### Phrase grounding data
[Start of section]
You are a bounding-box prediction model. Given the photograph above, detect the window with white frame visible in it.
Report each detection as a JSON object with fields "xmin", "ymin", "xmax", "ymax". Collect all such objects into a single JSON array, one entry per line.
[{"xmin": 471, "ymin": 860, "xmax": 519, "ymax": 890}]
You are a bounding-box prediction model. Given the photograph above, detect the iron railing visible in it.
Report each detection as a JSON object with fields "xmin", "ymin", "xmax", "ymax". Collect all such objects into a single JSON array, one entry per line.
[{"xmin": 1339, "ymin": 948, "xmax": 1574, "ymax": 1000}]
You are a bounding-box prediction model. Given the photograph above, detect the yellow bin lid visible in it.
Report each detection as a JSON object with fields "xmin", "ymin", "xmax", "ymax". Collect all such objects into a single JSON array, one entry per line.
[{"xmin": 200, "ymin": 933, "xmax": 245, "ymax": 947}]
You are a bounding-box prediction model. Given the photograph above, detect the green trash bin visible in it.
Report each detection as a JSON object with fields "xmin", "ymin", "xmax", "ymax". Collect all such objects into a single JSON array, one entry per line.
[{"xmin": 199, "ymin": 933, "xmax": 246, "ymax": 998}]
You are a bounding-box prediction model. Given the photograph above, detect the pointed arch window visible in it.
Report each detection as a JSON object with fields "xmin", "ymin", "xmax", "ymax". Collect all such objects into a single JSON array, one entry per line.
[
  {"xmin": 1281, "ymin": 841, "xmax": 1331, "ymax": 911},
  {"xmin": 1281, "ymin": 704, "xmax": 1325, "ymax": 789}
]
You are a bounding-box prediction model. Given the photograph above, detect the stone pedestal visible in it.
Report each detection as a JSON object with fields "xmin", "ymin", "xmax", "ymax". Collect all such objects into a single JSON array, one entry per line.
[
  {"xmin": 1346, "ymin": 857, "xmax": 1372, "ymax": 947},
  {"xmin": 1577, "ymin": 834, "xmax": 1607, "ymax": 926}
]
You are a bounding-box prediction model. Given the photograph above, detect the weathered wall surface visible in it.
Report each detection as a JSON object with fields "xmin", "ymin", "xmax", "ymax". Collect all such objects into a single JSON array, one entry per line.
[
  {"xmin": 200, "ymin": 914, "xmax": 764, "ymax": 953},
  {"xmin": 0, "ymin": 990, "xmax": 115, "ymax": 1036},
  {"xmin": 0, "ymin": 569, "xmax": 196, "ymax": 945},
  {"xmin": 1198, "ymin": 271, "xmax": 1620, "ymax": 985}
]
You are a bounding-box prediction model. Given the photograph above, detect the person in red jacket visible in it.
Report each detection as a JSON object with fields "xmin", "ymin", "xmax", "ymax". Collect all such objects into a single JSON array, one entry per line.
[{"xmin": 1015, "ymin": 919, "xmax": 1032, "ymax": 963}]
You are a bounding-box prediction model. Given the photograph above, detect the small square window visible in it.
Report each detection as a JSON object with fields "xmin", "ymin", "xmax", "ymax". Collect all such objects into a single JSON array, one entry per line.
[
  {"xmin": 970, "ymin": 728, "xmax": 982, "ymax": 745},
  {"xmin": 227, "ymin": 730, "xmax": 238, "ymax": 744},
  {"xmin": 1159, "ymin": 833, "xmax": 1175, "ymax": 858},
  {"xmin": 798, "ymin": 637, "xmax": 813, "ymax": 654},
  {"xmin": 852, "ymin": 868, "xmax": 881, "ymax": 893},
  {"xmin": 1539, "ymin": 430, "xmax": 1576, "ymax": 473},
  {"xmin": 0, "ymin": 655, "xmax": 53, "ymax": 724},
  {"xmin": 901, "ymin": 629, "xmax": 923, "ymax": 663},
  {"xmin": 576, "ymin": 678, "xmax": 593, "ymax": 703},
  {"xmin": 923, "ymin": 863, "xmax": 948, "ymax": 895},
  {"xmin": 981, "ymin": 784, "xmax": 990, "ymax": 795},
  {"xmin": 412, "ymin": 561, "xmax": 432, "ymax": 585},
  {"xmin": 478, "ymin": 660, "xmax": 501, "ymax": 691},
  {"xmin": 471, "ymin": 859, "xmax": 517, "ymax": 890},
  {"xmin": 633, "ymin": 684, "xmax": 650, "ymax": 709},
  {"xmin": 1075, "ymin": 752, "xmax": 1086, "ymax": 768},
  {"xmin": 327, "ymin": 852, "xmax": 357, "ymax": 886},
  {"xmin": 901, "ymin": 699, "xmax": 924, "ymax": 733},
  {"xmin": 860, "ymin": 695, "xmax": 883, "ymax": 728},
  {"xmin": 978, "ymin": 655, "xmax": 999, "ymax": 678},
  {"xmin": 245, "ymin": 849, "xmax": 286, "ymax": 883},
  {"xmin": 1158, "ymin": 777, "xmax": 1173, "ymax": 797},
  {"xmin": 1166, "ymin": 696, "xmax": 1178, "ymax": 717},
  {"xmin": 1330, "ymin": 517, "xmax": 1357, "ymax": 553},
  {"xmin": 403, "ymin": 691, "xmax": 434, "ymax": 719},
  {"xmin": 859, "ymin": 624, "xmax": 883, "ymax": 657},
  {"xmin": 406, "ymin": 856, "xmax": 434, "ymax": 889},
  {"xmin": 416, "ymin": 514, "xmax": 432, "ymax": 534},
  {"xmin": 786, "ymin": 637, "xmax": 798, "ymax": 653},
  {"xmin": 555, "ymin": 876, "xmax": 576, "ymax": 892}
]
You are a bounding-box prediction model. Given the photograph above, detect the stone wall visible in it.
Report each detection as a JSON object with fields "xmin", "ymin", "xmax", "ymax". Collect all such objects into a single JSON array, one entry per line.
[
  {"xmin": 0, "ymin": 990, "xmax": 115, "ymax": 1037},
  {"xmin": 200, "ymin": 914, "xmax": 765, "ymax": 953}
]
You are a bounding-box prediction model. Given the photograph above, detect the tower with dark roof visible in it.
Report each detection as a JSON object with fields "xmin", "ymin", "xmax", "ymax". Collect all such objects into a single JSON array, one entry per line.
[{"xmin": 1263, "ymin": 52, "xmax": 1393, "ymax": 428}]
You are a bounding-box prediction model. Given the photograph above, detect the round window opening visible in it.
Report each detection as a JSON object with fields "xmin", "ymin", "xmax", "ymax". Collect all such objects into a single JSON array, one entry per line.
[End of section]
### What to do
Provide only the number of lines in the entries that hold the word "photograph".

### Exercise response
12